----- DATA IN THIS EXERCISE -----

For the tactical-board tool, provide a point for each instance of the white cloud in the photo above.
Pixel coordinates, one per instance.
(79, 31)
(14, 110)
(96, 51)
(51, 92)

-----

## EXERCISE DETAILS:
Lay out every line of the entries above as a JSON list of strings, one string per line, with blank lines left out.

## THE RESPONSE:
[
  "For the tactical-board tool, provide a point for each instance of the white cloud in the photo above.",
  "Pixel coordinates, one per instance.",
  "(79, 31)",
  "(14, 110)",
  "(96, 51)",
  "(51, 92)"
]